> Exercise goal: The required output is the line that contains "# test: point to the cracked" plus every line after it in the listing below, copied exactly as it appears.

[Data items]
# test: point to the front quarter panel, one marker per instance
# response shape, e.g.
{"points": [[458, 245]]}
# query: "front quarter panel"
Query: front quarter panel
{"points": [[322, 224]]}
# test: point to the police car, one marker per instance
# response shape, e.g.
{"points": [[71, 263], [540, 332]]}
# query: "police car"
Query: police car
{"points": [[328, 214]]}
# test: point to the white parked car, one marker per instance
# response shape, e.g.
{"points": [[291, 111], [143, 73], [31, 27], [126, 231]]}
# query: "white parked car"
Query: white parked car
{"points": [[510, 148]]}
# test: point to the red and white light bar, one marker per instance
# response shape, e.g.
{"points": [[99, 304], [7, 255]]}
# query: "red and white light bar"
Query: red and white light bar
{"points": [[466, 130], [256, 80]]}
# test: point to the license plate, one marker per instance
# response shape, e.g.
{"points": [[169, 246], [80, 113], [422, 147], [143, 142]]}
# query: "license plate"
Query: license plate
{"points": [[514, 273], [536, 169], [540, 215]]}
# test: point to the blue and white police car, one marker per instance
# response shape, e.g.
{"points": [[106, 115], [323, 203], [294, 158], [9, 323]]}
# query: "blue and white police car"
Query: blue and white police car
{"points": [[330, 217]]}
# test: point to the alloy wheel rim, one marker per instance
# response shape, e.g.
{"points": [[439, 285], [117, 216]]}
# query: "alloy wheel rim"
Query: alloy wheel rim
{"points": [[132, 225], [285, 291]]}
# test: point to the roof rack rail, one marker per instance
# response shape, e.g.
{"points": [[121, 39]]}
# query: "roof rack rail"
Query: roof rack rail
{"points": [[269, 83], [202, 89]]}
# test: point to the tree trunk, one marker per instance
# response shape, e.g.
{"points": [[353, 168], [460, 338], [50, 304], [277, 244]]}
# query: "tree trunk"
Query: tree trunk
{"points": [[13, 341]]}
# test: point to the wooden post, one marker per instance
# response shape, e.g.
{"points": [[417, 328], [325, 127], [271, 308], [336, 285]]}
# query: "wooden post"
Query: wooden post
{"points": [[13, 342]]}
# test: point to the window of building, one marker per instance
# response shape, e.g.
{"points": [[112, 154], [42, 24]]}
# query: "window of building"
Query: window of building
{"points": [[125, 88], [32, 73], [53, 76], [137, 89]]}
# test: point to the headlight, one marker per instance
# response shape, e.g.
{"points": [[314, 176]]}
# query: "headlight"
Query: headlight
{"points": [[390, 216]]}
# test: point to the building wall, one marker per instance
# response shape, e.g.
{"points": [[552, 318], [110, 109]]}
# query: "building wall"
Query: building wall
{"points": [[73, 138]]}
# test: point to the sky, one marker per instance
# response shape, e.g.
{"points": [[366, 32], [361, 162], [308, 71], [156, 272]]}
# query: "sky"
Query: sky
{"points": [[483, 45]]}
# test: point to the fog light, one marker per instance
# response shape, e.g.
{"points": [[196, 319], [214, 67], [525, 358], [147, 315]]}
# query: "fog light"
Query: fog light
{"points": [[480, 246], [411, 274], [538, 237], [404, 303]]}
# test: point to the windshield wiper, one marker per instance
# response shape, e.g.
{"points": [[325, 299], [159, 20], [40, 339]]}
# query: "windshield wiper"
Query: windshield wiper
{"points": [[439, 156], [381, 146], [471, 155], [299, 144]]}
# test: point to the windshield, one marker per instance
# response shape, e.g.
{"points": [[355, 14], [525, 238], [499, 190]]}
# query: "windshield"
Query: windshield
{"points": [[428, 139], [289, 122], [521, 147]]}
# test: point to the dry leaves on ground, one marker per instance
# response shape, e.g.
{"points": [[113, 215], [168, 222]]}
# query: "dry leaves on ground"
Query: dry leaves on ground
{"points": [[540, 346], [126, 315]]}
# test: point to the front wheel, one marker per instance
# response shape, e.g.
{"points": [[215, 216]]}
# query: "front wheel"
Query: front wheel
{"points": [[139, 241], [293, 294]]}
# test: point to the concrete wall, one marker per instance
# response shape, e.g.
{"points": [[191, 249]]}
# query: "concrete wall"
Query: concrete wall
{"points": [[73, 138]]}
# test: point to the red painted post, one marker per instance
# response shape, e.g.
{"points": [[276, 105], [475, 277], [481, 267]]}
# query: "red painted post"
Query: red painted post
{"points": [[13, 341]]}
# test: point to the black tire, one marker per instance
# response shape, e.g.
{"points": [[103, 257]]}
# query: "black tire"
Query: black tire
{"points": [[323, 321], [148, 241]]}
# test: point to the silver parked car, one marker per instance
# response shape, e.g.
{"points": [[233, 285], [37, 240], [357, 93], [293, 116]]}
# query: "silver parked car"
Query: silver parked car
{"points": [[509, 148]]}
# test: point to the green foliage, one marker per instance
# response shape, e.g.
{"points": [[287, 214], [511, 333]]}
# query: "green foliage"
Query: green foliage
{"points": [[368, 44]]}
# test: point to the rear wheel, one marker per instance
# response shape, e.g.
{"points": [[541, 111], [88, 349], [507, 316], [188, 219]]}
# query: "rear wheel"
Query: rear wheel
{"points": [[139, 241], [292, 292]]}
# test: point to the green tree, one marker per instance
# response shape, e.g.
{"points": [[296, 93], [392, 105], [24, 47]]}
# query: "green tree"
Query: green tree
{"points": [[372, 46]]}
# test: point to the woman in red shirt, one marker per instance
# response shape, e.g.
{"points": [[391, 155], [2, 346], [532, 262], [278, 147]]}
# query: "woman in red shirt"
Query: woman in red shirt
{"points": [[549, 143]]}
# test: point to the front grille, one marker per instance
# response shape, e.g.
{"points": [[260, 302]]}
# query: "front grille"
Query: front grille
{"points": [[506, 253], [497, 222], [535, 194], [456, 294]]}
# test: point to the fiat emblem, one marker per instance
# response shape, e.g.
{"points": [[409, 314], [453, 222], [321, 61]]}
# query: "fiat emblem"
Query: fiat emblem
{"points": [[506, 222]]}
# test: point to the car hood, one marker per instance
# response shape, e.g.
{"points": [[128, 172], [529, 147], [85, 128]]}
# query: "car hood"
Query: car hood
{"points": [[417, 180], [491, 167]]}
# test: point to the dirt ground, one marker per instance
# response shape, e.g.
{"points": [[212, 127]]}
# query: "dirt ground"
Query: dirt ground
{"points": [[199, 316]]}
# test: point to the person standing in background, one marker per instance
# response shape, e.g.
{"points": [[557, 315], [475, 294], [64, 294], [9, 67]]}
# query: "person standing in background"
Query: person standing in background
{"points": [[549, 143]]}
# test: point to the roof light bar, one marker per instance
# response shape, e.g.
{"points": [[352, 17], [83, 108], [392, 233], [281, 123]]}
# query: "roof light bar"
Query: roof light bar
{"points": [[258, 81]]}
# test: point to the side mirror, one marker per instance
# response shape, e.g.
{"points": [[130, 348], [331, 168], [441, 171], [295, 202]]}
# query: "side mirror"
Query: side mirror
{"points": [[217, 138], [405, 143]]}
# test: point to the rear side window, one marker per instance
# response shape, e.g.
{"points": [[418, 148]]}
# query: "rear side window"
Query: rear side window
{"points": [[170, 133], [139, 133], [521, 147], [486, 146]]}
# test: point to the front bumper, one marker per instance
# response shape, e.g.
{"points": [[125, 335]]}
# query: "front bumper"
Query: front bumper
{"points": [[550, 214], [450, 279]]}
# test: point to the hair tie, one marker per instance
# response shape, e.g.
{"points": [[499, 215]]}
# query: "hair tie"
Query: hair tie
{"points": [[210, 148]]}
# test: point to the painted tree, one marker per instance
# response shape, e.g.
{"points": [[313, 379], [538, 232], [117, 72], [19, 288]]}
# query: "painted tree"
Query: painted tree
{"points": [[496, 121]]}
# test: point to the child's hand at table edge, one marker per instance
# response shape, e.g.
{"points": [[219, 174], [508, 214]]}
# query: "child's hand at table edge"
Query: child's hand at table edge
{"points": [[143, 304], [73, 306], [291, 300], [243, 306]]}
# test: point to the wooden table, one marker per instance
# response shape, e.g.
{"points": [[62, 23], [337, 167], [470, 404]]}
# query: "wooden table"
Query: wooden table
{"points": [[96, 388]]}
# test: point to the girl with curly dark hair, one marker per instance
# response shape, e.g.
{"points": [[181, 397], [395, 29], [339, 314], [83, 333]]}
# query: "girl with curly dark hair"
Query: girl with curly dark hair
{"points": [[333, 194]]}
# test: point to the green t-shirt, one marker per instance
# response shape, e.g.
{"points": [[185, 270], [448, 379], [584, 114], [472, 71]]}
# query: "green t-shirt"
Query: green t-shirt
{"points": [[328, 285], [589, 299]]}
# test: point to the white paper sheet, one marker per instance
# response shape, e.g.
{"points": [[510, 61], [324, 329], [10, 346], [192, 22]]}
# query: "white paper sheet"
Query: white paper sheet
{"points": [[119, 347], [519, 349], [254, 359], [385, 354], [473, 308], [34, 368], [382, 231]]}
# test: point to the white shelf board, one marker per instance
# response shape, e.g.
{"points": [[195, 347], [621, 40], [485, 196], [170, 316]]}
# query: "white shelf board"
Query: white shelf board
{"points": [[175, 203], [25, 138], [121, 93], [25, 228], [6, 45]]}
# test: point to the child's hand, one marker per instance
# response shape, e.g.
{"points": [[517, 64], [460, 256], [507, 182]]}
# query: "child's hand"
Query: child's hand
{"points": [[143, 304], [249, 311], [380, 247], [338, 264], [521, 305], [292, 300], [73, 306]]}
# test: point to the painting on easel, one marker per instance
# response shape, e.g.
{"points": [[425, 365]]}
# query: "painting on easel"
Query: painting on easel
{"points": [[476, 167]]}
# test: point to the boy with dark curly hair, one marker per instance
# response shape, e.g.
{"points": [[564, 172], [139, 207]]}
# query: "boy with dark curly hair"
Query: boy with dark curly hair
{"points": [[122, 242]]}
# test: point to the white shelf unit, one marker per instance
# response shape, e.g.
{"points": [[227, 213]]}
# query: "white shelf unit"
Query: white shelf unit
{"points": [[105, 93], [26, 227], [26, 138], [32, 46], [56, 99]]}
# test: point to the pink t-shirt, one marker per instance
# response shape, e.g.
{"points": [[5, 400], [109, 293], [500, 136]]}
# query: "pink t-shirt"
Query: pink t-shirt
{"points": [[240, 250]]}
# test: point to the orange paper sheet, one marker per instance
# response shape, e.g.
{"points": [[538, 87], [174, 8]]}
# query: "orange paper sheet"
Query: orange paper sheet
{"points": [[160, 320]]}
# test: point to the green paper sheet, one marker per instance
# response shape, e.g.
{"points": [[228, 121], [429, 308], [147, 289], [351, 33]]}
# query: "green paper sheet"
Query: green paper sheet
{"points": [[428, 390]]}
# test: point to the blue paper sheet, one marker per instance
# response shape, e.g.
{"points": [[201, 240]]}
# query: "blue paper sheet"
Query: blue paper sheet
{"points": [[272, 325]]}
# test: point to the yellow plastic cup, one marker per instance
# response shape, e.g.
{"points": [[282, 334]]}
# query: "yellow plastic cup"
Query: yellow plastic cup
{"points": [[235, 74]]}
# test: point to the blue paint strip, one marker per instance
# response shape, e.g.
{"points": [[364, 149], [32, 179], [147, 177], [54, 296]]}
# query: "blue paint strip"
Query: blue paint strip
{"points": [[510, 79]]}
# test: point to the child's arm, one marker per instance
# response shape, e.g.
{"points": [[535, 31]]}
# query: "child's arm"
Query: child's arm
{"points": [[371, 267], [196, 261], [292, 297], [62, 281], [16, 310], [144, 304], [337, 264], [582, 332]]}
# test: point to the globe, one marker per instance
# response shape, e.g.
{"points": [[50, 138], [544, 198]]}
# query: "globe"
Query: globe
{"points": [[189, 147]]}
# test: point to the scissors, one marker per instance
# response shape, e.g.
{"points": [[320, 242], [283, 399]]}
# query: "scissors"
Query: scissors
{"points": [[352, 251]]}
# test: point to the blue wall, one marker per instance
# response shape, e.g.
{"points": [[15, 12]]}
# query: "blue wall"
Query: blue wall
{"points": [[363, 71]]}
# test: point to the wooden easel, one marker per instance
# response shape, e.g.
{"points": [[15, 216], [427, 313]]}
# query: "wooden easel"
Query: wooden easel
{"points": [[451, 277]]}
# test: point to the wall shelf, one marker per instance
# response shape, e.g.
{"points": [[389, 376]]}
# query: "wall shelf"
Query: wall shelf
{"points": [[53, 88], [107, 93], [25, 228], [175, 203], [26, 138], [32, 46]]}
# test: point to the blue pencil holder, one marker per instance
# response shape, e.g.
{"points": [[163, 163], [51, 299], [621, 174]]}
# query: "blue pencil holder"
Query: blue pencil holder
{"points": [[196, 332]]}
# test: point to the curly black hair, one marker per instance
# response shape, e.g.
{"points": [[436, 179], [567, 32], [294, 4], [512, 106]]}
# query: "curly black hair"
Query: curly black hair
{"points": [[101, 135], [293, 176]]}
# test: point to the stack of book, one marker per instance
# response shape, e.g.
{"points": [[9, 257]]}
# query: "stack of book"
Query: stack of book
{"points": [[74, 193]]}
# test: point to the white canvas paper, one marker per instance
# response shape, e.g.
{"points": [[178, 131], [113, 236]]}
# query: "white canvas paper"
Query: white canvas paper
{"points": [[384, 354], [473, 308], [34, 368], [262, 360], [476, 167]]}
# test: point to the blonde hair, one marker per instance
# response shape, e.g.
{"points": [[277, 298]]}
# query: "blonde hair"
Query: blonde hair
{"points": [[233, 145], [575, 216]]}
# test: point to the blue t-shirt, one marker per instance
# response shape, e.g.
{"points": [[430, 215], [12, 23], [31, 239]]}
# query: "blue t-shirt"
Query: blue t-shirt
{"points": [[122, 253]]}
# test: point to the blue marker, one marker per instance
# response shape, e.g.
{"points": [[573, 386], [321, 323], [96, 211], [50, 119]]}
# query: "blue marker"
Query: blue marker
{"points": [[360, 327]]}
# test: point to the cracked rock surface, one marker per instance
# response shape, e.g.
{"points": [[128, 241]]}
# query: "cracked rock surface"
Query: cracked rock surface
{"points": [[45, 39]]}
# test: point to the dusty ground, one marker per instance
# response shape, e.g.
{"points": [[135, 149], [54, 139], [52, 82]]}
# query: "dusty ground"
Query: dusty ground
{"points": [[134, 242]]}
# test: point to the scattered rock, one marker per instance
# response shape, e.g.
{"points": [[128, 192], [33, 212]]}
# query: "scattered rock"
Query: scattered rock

> Output for this exercise:
# test: point to the cracked rock surface, one marker per instance
# response shape, e.g.
{"points": [[128, 241]]}
# query: "cracked rock surface"
Query: cracked rock surface
{"points": [[45, 39]]}
# test: point to the dusty ground, one marker per instance
# response shape, e.g.
{"points": [[135, 149], [54, 139], [52, 82]]}
# query: "dusty ground"
Query: dusty ground
{"points": [[134, 242]]}
# test: point to the scattered rock, one marker per instance
# response shape, e.g.
{"points": [[128, 192], [33, 212]]}
# query: "scattered rock"
Query: scattered rock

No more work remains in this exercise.